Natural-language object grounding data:
::::::

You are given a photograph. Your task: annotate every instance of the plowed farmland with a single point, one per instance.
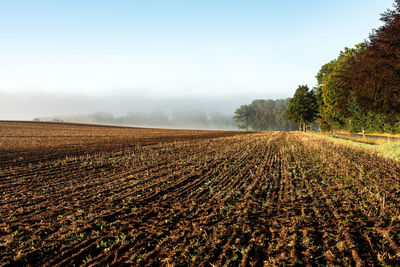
(83, 195)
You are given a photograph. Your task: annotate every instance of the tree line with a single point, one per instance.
(178, 119)
(264, 115)
(360, 89)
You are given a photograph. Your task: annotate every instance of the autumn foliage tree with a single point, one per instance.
(361, 88)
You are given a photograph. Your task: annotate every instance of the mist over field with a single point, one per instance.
(134, 110)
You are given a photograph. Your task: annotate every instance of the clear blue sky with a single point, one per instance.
(254, 48)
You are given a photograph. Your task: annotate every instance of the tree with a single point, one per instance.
(244, 116)
(302, 108)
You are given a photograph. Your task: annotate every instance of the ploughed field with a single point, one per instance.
(81, 195)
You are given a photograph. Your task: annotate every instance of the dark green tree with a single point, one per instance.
(302, 108)
(244, 117)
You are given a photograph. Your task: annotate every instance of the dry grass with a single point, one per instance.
(384, 148)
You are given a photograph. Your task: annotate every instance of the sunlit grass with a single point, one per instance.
(384, 148)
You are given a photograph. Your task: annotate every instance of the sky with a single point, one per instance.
(60, 57)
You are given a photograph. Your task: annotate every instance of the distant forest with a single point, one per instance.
(264, 115)
(360, 89)
(260, 115)
(178, 119)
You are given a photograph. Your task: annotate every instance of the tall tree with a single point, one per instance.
(302, 108)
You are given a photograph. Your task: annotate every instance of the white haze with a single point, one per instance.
(28, 105)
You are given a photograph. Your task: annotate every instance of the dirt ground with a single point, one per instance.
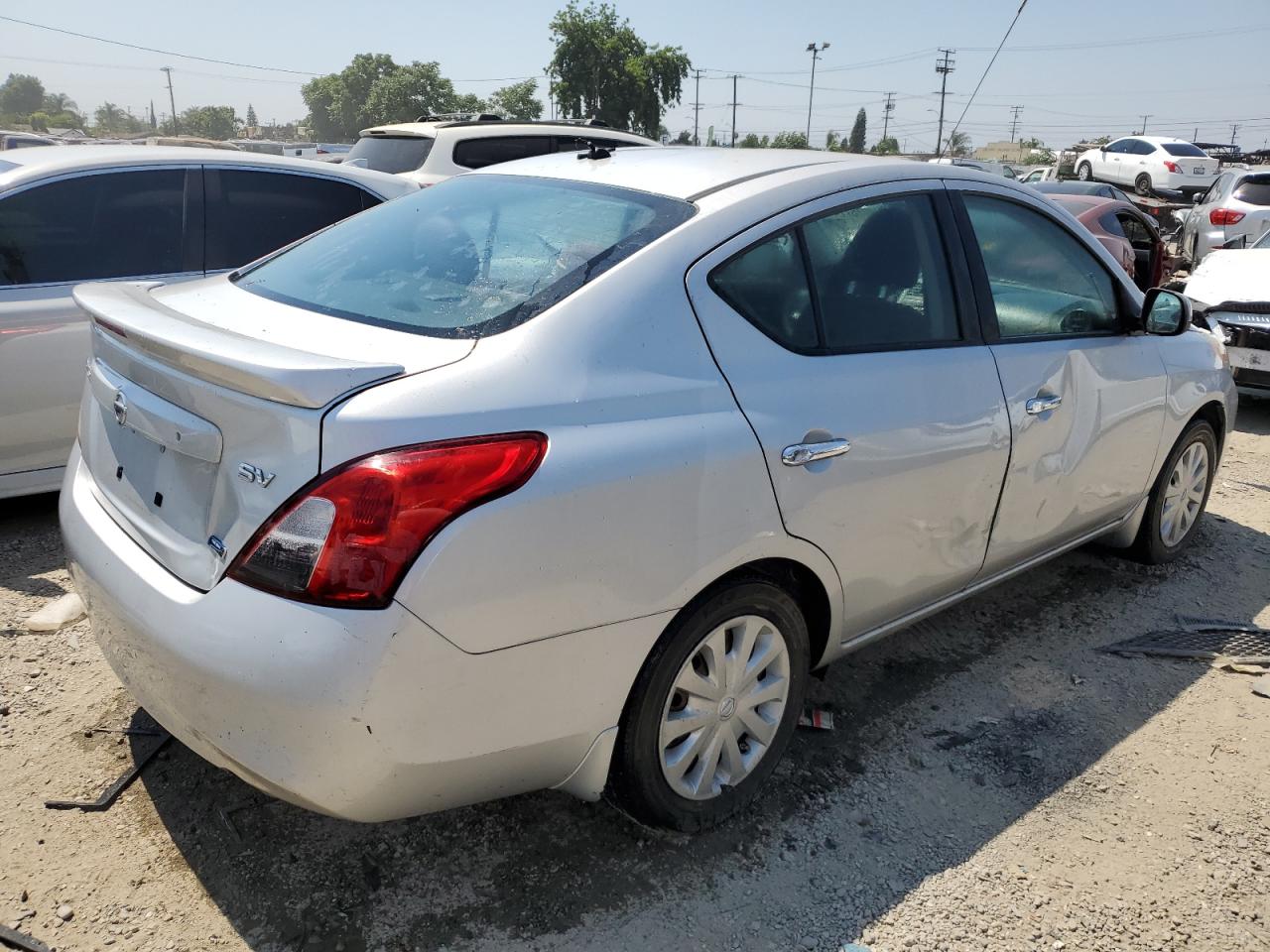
(993, 783)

::::::

**Task requirements**
Begin at the line containing "ground with a single point, one per instance." and transcribe exactly every line through the end of the records, both ends included, leaving the pictures out.

**Result of this exercise**
You are given a photograph. Your task: annotate every instance of the dirt ground with a single point, one per instance.
(993, 783)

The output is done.